Reproduce exactly the lines from the one containing "like (84, 79)." through the last line of the records below, both included, and nothing else.

[Excerpts of location labeling data]
=-=-=-=-=

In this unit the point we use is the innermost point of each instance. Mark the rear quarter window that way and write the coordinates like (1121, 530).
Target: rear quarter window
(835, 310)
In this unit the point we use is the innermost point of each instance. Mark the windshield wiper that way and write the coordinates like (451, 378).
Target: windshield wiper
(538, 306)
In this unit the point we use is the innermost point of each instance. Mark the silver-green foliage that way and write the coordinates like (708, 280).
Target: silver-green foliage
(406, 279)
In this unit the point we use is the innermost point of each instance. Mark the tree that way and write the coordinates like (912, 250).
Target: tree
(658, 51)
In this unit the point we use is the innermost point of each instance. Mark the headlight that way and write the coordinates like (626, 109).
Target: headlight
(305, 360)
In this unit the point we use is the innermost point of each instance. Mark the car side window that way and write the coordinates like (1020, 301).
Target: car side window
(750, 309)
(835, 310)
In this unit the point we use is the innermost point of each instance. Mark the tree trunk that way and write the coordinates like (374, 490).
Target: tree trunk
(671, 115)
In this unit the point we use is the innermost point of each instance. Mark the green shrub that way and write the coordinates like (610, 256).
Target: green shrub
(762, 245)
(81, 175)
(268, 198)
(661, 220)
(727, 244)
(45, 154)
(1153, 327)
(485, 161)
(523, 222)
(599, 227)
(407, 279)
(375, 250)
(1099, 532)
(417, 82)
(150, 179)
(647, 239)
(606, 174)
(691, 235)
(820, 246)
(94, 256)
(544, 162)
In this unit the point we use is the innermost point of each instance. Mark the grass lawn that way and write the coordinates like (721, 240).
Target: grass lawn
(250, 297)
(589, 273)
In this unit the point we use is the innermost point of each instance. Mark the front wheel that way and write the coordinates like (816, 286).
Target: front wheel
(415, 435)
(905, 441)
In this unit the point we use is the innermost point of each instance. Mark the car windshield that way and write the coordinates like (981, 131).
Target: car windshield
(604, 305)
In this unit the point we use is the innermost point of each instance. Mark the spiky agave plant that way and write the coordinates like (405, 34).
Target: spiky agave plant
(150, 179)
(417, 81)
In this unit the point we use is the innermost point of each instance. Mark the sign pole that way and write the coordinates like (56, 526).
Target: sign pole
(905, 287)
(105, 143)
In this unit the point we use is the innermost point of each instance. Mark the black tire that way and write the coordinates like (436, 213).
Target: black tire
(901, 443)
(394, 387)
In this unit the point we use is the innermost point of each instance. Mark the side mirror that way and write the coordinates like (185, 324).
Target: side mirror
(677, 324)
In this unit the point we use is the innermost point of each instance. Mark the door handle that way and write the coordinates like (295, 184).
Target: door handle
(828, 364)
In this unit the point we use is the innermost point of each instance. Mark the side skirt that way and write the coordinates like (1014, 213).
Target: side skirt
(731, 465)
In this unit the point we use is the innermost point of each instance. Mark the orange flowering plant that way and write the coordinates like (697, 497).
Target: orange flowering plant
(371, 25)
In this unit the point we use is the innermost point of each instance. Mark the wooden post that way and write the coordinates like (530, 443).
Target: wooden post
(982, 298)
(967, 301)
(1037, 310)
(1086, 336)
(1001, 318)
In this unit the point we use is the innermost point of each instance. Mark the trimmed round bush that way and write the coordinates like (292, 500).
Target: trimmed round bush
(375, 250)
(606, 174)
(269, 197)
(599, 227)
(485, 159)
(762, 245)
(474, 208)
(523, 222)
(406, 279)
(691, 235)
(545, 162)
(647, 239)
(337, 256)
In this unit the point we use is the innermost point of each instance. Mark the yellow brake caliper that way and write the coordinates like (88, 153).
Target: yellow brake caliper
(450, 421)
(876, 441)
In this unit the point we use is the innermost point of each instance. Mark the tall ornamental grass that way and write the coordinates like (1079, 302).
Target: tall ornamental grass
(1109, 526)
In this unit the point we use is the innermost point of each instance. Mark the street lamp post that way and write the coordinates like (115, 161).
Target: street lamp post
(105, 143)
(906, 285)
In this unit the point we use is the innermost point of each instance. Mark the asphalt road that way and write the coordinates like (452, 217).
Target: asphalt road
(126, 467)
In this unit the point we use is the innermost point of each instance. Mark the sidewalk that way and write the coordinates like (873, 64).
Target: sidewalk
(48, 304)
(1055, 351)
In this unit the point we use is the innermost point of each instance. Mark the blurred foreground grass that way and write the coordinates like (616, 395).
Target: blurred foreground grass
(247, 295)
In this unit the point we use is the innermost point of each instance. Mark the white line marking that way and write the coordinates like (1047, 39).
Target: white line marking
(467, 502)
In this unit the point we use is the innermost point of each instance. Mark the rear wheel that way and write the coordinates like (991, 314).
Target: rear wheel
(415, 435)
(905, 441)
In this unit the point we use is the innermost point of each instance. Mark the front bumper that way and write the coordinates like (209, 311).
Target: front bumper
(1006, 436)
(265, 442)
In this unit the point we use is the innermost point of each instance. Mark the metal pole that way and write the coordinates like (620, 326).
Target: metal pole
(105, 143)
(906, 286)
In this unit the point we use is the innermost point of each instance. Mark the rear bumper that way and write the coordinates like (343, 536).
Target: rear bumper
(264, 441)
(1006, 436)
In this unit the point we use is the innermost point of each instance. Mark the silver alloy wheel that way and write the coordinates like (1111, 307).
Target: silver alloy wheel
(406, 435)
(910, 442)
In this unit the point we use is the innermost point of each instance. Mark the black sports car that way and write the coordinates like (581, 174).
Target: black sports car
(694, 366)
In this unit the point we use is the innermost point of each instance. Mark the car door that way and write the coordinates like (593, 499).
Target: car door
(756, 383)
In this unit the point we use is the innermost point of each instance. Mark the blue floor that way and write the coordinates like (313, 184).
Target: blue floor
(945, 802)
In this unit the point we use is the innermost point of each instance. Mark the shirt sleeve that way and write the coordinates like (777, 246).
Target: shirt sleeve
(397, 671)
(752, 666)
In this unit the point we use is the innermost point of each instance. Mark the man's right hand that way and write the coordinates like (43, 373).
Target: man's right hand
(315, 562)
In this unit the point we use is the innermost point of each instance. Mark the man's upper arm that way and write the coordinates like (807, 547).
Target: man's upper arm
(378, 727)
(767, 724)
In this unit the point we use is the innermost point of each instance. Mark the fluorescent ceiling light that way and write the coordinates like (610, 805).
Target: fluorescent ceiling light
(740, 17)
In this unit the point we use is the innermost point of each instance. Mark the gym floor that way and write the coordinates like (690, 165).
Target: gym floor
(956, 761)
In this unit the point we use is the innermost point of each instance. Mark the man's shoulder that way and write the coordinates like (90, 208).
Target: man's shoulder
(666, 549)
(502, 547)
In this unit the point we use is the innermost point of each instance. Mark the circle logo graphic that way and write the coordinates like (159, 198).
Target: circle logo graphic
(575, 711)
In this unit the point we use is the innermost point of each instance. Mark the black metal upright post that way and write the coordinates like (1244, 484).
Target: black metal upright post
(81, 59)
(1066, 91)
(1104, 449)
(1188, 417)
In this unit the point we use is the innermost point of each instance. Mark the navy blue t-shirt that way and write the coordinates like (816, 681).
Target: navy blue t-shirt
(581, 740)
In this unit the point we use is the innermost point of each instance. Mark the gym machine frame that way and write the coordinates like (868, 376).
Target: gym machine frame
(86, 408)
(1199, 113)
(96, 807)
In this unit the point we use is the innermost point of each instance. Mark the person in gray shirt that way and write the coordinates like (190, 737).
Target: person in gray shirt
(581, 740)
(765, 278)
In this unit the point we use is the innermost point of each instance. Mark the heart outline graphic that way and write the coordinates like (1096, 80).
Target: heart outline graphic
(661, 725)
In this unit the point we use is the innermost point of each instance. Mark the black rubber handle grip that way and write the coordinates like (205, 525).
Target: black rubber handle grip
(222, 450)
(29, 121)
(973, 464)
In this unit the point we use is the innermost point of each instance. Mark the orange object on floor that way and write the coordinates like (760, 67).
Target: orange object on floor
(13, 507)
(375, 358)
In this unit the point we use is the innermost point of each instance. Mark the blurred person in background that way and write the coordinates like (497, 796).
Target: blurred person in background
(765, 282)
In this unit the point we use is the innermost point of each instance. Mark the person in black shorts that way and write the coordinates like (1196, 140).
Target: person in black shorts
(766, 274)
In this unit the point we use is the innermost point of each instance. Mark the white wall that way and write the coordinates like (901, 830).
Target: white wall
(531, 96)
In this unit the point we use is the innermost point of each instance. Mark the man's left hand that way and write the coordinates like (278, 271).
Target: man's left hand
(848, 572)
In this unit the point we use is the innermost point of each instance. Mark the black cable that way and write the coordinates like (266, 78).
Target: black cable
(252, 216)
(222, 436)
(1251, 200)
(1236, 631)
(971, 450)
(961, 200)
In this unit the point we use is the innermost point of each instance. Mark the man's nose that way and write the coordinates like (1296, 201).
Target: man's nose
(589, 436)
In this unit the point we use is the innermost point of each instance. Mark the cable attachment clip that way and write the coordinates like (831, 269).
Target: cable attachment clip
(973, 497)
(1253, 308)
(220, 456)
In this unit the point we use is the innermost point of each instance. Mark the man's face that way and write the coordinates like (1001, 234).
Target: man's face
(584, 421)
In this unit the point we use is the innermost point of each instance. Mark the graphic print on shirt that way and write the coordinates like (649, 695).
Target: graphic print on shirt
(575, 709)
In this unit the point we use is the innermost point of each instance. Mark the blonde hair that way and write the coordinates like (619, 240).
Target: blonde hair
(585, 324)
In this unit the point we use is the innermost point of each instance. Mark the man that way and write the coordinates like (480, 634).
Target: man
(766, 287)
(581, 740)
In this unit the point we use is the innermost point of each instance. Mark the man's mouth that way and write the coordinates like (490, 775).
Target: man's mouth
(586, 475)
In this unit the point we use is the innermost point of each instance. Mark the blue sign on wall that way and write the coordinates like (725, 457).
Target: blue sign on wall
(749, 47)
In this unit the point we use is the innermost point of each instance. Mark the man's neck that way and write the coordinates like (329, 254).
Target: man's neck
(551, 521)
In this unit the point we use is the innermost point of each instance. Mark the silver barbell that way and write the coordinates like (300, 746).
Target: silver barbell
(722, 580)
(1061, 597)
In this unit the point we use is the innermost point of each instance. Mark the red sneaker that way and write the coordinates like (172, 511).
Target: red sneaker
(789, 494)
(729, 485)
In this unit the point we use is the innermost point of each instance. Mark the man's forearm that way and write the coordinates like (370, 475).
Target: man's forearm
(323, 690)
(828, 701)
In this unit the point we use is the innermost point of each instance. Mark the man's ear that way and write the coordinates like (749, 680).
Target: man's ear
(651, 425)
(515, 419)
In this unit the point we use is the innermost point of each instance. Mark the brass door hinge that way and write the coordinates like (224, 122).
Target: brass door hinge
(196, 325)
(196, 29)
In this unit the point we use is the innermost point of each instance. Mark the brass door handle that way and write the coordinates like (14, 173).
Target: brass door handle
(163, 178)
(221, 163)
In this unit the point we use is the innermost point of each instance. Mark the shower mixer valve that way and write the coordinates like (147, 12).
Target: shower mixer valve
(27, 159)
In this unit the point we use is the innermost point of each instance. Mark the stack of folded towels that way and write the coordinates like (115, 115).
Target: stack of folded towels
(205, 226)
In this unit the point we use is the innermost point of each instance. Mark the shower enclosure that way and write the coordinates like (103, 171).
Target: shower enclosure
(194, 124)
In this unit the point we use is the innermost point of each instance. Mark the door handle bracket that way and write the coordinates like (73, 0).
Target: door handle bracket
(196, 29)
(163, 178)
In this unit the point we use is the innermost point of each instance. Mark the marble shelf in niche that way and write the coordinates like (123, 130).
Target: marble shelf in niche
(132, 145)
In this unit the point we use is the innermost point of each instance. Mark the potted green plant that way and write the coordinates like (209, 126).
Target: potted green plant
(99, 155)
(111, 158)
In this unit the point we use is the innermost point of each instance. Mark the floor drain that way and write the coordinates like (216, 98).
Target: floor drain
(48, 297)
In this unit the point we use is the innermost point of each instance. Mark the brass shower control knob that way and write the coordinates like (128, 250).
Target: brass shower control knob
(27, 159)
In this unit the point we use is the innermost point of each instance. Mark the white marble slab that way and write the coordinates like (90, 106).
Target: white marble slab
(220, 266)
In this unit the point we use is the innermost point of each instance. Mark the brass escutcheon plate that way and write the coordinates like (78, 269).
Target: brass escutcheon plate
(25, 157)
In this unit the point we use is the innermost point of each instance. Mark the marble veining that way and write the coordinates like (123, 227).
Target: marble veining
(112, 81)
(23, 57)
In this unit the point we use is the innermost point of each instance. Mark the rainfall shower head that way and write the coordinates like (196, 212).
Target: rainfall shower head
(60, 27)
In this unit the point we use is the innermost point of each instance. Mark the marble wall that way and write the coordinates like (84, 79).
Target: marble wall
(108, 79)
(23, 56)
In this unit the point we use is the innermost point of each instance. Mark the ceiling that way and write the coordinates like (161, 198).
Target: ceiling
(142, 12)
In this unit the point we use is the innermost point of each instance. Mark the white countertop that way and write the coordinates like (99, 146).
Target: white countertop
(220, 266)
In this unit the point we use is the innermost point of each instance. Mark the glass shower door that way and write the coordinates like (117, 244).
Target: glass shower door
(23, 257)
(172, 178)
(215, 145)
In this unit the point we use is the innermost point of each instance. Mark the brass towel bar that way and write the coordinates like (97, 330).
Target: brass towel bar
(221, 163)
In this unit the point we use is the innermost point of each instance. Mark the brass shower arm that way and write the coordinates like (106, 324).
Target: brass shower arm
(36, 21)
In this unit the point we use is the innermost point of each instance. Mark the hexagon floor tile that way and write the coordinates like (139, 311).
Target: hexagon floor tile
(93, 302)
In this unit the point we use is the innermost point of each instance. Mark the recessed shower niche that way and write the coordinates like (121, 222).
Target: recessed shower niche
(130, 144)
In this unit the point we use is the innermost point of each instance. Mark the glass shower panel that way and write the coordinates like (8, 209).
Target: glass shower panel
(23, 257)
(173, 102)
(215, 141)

=-=-=-=-=

OUTPUT OF THE EXERCISE
In this unit the point we use is the innermost point of each instance. Mark the marble wall that way and write the coordinates like (84, 79).
Target: marble wall
(108, 79)
(23, 56)
In this unit the point we use is the innermost point of each instance. Mark the ceiling that way and write the coordinates like (161, 198).
Target: ceiling
(142, 12)
In this unit the point we use is the innermost point of each instance. Mark the white countertop that way and write the coordinates like (99, 146).
Target: white countertop
(220, 266)
In this unit the point we use is the innermost point of each instance. Mark the glass shower door that way and write the coordinates like (117, 244).
Target: glass shower door
(23, 257)
(172, 178)
(215, 145)
In this unit the point we use is the innermost point of each instance. Mark the brass towel bar that way and write the coordinates like (97, 330).
Target: brass towel bar
(221, 163)
In this unit the point we use is the innermost point of each instance. Mark the brass shower arm that way and write the coordinates like (106, 324).
Target: brass shower arm
(36, 21)
In this unit the point we use is the innermost point of each instance. Mark the hexagon floor tile that way and write the coordinates like (139, 311).
Target: hexagon floor tile
(93, 302)
In this unit the point we use is the innermost point of each instance. Mark the recessed shower niche that way and write the coordinates like (121, 222).
Target: recessed shower niche
(130, 144)
In this unit the point we use is the innermost point of each instance. Mark the glass shower panel that way and write the coordinates like (8, 209).
Target: glass shower panel
(23, 257)
(173, 102)
(215, 141)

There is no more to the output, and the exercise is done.